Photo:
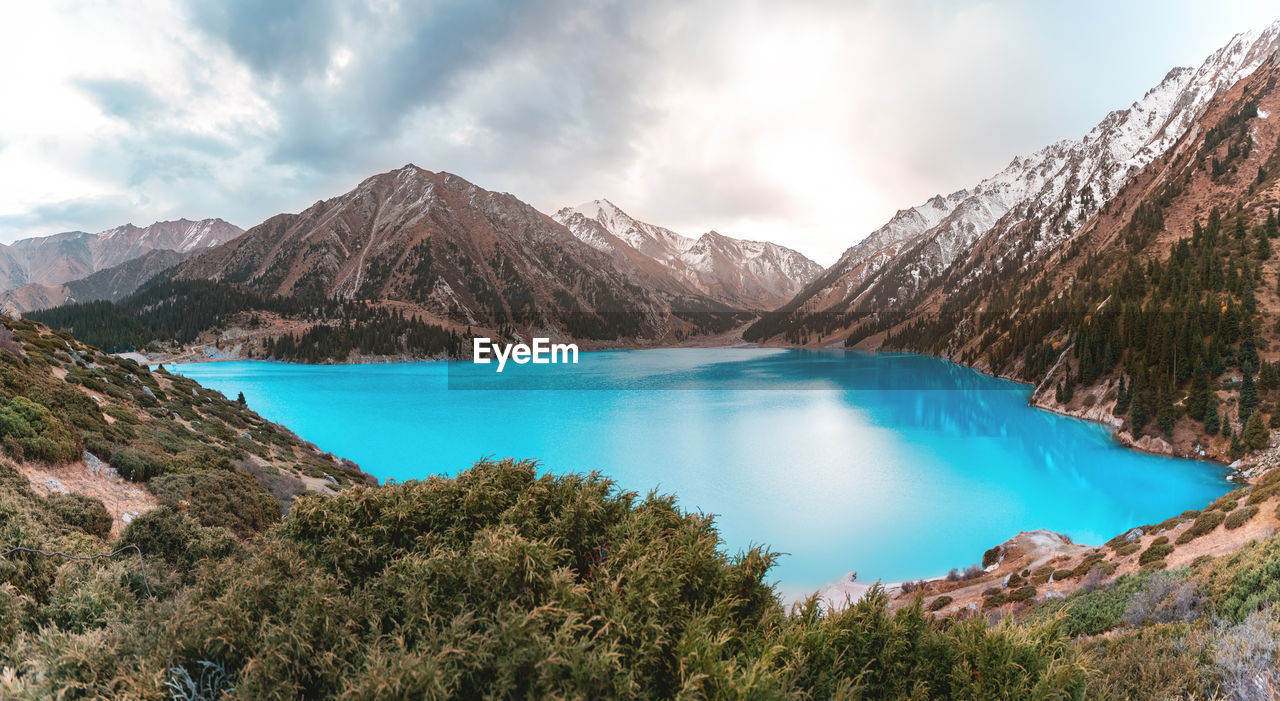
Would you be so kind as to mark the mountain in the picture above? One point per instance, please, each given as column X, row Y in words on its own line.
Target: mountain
column 58, row 259
column 113, row 283
column 1034, row 205
column 1142, row 296
column 453, row 251
column 745, row 274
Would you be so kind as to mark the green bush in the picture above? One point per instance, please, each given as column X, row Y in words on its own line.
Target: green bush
column 82, row 512
column 1161, row 660
column 138, row 464
column 1246, row 580
column 1156, row 551
column 1239, row 517
column 1088, row 613
column 218, row 498
column 31, row 431
column 1202, row 525
column 178, row 540
column 1022, row 594
column 496, row 583
column 1128, row 549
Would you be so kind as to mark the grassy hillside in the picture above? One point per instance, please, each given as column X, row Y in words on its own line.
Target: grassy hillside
column 501, row 582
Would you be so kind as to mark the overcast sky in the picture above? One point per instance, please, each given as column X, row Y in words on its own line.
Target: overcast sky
column 803, row 123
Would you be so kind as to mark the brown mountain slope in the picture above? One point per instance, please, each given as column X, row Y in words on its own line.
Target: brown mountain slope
column 59, row 259
column 1171, row 279
column 745, row 274
column 113, row 283
column 451, row 250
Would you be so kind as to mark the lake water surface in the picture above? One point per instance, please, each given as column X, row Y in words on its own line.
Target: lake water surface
column 894, row 466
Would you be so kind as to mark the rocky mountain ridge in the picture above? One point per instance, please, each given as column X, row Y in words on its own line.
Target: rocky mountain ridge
column 1033, row 205
column 745, row 274
column 48, row 264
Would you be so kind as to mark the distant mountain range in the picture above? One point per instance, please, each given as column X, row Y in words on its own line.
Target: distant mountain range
column 439, row 250
column 745, row 274
column 42, row 271
column 1128, row 275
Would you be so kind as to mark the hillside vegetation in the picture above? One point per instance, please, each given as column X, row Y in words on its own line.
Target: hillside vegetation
column 265, row 569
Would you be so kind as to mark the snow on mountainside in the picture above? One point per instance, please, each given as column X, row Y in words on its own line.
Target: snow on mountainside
column 58, row 259
column 122, row 243
column 1046, row 196
column 746, row 274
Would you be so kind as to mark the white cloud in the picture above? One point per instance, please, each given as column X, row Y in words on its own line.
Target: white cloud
column 805, row 123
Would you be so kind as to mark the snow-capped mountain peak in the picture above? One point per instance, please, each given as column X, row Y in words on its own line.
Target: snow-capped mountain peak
column 746, row 274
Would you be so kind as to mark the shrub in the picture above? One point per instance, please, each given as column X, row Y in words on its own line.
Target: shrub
column 1244, row 656
column 178, row 540
column 992, row 555
column 1246, row 580
column 1157, row 551
column 31, row 431
column 1202, row 525
column 218, row 498
column 1022, row 594
column 1128, row 549
column 1088, row 613
column 1239, row 517
column 137, row 464
column 87, row 596
column 82, row 512
column 1164, row 660
column 1165, row 598
column 1041, row 574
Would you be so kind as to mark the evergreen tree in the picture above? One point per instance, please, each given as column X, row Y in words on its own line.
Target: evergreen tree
column 1123, row 397
column 1248, row 397
column 1165, row 413
column 1256, row 435
column 1212, row 425
column 1197, row 399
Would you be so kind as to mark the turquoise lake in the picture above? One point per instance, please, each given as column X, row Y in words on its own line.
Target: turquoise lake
column 892, row 466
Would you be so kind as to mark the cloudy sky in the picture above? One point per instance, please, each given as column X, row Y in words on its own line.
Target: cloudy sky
column 804, row 123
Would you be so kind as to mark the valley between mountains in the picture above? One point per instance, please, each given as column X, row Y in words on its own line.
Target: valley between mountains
column 1128, row 275
column 170, row 537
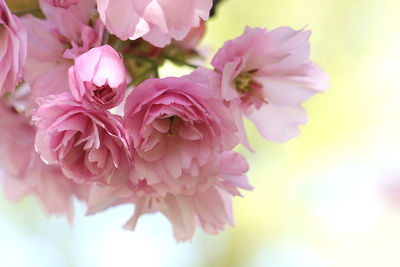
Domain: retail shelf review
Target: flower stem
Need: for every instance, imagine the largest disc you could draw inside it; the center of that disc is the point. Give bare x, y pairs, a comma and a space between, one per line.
180, 62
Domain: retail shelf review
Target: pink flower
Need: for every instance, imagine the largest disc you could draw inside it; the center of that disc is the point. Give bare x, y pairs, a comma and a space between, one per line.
266, 76
89, 145
53, 42
98, 78
13, 42
23, 171
178, 130
211, 208
193, 38
156, 21
62, 3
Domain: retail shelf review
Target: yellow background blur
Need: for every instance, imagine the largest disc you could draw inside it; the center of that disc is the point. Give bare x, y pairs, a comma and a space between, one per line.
319, 200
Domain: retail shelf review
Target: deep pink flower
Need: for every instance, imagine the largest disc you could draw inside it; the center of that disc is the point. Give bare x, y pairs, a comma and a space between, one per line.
89, 145
156, 21
23, 172
62, 3
211, 208
13, 42
266, 76
179, 131
98, 78
53, 42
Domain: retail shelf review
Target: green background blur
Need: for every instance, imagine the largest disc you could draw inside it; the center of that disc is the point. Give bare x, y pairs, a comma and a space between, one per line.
319, 200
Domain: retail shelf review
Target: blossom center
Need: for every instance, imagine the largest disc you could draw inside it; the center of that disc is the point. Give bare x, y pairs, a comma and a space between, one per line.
174, 125
248, 88
104, 93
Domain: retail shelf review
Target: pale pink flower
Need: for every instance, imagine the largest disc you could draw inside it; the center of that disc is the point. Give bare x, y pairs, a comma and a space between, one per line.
266, 76
178, 130
55, 41
89, 145
193, 38
62, 3
13, 42
98, 78
23, 171
156, 21
210, 209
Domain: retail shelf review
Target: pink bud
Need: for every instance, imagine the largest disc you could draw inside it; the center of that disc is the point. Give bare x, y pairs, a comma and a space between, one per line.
98, 78
13, 42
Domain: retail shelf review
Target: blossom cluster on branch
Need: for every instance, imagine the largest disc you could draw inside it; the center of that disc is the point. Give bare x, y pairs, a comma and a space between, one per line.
85, 114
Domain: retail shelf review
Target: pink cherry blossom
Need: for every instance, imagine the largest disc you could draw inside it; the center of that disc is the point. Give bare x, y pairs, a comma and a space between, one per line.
211, 208
179, 131
64, 35
89, 145
13, 43
156, 21
266, 76
193, 38
62, 3
23, 171
98, 78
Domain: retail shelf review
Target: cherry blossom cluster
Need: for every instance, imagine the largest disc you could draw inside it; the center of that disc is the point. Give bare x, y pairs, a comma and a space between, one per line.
85, 114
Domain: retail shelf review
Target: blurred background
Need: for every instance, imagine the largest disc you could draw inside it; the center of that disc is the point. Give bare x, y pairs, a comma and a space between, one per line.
330, 197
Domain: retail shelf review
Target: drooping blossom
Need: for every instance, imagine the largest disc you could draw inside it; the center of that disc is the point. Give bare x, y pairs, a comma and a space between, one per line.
179, 131
23, 171
266, 75
13, 42
62, 3
156, 21
89, 145
98, 78
211, 208
55, 42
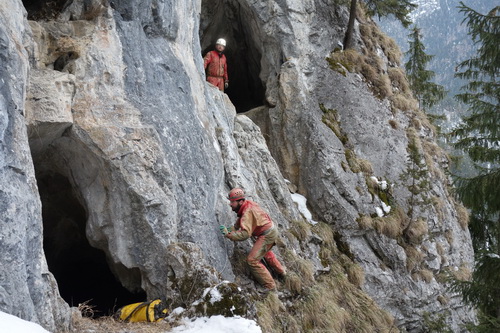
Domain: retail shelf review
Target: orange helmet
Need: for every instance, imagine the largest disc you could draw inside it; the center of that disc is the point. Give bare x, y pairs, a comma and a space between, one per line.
236, 194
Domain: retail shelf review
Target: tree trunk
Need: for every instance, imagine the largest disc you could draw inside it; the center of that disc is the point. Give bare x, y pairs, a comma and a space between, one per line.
348, 40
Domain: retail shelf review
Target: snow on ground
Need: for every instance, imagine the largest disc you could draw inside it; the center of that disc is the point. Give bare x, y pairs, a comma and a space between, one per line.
13, 324
301, 203
219, 324
214, 324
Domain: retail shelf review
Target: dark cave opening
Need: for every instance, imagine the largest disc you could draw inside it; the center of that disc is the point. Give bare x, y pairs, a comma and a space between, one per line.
226, 19
43, 9
81, 271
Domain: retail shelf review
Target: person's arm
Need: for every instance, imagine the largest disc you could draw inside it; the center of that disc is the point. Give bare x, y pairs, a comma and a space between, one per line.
207, 59
241, 230
226, 78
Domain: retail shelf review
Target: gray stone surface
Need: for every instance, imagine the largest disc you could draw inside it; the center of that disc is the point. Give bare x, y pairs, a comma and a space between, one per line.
27, 288
116, 102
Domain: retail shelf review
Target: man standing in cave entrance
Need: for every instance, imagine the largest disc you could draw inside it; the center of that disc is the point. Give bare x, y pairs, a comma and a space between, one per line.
254, 222
217, 66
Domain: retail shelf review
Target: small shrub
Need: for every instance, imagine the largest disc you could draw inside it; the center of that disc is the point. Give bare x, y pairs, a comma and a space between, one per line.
402, 102
365, 222
416, 230
426, 275
443, 300
462, 215
398, 80
414, 258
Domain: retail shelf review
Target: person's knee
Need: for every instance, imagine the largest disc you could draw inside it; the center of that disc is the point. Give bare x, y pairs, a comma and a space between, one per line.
252, 261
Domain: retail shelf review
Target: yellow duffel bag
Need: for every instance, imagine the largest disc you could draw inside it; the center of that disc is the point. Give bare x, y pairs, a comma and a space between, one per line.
150, 311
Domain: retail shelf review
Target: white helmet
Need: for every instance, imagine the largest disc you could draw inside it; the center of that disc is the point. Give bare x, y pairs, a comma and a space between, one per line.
221, 41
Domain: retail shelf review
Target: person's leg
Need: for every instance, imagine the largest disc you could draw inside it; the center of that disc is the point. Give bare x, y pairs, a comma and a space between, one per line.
270, 258
259, 271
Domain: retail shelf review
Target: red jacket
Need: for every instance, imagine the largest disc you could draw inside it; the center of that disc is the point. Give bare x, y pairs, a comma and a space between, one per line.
252, 221
217, 68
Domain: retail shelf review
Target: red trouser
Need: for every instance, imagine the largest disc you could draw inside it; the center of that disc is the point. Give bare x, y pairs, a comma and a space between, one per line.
262, 249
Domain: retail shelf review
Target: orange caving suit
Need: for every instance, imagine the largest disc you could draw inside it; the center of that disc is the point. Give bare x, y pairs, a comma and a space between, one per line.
254, 221
217, 68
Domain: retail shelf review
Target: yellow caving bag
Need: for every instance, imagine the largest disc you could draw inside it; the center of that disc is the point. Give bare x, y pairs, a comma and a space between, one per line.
150, 311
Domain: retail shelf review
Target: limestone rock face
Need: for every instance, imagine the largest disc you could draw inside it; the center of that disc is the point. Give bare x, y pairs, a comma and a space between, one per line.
107, 120
27, 288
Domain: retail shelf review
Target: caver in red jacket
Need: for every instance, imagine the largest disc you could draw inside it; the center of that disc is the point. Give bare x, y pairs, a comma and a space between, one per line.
217, 69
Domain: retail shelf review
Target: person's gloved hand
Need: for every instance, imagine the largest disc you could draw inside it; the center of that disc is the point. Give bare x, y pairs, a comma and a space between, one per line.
223, 230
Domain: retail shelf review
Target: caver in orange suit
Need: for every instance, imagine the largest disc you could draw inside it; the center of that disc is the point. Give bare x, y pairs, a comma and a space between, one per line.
217, 69
254, 221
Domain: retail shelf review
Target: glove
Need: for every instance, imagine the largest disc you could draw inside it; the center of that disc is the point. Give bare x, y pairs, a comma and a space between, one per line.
223, 230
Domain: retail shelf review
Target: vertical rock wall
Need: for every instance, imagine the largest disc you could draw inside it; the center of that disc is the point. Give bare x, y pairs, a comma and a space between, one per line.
115, 102
27, 289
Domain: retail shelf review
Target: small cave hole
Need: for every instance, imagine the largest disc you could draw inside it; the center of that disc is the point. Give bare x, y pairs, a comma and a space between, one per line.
39, 10
81, 271
224, 19
65, 59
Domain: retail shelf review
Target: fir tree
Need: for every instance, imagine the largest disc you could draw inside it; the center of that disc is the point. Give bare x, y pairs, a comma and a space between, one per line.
479, 136
400, 9
428, 93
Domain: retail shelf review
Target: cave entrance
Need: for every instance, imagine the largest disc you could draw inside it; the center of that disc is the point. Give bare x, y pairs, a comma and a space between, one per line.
81, 271
227, 19
43, 9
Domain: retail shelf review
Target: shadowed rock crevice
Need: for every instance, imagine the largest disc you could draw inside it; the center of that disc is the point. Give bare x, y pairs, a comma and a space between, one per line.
81, 271
227, 19
43, 9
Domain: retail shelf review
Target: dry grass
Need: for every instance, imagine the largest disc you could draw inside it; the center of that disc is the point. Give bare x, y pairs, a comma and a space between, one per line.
448, 234
300, 229
108, 324
439, 248
355, 274
330, 119
325, 231
426, 275
302, 267
398, 80
394, 123
443, 300
416, 231
438, 205
402, 102
462, 215
268, 310
391, 225
463, 273
414, 258
357, 164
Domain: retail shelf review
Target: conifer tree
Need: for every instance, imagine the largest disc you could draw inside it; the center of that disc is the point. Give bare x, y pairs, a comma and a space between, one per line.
427, 93
400, 9
479, 136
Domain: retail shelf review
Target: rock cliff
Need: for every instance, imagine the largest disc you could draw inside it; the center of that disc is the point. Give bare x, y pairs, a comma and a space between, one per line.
116, 158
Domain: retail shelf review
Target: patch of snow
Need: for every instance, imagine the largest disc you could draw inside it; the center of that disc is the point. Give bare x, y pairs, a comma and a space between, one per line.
177, 311
301, 201
215, 295
219, 324
10, 323
386, 208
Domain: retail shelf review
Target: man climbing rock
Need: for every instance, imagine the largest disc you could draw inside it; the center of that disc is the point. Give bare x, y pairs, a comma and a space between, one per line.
254, 222
217, 66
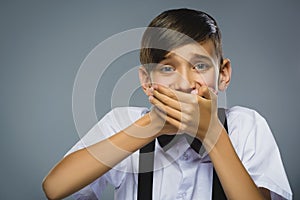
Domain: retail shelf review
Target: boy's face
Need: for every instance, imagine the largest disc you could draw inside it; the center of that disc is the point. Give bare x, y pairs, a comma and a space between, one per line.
187, 68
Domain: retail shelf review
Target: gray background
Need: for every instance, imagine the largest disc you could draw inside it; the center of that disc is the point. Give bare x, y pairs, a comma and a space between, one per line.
43, 43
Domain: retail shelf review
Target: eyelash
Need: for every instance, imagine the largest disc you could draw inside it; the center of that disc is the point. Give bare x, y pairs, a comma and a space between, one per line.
202, 64
168, 68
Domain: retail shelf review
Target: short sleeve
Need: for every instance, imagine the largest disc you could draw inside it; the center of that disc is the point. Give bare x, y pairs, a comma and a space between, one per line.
113, 122
261, 158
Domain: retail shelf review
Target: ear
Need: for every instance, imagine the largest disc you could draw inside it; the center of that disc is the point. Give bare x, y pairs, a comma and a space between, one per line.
224, 75
144, 78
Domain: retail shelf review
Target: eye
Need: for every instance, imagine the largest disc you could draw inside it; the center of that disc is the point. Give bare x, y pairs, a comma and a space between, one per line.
167, 68
201, 66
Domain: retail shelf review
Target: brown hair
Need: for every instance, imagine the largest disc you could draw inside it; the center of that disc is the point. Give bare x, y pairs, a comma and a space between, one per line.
174, 28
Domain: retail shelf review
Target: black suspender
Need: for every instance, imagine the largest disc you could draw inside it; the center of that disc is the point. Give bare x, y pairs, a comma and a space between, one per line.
146, 162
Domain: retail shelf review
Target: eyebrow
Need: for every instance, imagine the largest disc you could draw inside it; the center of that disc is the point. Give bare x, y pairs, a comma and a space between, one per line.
201, 57
194, 58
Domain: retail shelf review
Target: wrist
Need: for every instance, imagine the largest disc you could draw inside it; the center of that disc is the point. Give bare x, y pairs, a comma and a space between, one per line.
213, 135
143, 128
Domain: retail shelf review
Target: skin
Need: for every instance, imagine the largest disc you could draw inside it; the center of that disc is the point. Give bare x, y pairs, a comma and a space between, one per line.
181, 91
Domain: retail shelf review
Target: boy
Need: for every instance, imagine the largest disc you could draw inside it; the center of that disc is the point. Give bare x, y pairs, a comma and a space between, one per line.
183, 68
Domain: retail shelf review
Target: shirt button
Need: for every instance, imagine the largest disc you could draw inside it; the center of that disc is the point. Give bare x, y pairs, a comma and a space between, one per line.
185, 156
181, 195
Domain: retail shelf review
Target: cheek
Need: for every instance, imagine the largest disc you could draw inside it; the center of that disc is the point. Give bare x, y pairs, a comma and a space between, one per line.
163, 80
209, 79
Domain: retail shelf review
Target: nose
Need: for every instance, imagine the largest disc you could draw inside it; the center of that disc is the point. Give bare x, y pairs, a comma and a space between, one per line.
186, 80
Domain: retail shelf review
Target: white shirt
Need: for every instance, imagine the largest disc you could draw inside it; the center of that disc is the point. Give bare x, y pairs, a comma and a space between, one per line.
181, 173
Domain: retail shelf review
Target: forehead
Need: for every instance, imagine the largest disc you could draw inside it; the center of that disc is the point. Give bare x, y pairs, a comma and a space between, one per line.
204, 50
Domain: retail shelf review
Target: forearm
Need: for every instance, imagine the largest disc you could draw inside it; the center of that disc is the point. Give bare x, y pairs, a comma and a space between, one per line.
84, 166
235, 180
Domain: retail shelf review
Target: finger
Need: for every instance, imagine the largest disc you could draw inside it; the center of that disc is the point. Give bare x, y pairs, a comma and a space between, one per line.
168, 100
174, 94
166, 109
169, 120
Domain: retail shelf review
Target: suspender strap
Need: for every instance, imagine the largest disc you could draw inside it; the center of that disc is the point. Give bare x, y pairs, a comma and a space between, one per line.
146, 162
217, 190
145, 177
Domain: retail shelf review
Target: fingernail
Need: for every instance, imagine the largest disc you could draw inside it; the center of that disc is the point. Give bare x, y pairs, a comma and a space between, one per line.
194, 91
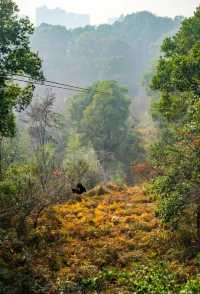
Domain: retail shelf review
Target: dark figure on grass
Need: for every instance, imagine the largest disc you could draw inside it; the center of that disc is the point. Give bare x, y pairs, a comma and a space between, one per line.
80, 189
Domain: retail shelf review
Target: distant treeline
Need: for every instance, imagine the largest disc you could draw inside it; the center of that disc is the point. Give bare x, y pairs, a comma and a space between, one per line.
122, 51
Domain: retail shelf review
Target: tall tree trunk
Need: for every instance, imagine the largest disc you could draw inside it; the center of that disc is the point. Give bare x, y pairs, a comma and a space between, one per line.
1, 167
198, 222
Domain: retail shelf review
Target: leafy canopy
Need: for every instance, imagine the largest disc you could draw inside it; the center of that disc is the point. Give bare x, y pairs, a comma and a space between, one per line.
15, 57
178, 151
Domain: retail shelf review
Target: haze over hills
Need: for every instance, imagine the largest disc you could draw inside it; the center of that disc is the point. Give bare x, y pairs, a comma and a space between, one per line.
59, 16
123, 51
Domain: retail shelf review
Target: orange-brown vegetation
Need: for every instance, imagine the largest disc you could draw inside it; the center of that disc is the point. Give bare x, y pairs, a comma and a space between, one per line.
116, 229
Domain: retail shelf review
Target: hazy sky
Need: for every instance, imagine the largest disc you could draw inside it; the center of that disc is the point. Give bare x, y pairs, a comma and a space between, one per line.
101, 10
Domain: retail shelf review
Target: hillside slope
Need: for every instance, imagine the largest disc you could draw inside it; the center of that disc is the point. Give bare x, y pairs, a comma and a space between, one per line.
122, 51
110, 243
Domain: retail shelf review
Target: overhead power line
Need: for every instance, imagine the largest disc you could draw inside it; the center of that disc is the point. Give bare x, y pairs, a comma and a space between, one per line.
47, 83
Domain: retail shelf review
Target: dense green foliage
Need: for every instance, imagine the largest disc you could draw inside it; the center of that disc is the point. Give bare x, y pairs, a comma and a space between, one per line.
109, 239
103, 120
178, 110
121, 52
15, 57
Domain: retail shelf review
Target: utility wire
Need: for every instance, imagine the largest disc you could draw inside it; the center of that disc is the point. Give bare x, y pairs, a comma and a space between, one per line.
48, 85
43, 83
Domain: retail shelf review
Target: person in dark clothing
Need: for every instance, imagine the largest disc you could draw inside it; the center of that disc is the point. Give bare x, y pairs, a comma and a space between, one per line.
80, 189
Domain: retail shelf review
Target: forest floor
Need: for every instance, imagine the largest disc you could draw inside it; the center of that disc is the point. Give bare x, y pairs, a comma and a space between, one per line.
106, 236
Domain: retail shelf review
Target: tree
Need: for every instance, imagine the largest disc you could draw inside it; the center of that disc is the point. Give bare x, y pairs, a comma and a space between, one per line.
16, 57
102, 119
43, 123
178, 112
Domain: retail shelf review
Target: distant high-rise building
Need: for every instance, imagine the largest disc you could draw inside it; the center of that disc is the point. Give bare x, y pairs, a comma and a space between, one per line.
59, 16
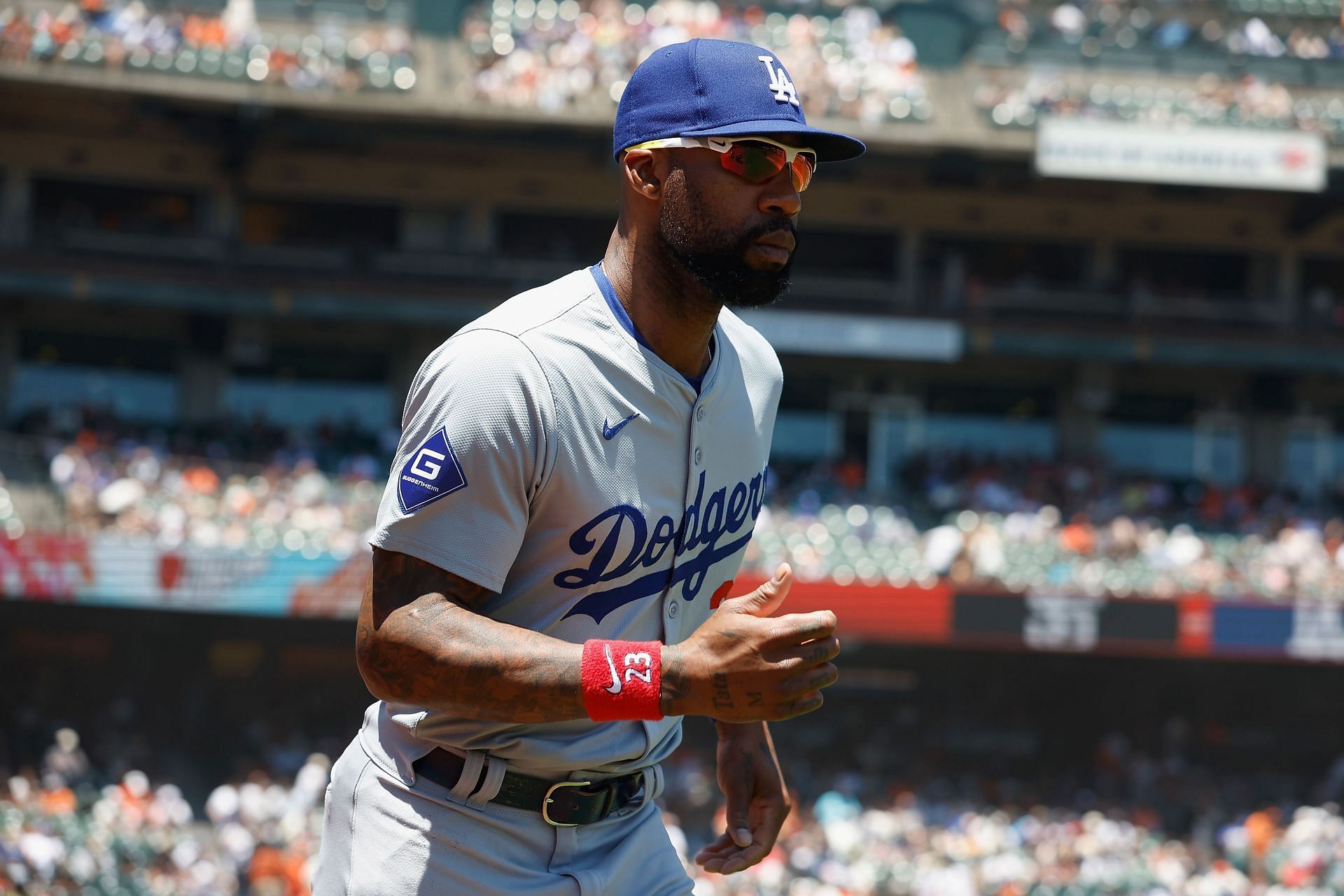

------------------------

REQUIREMENTS
Count the lines in the records above that contain the word "hillside". Reply with the number only.

EXERCISE OUTPUT
5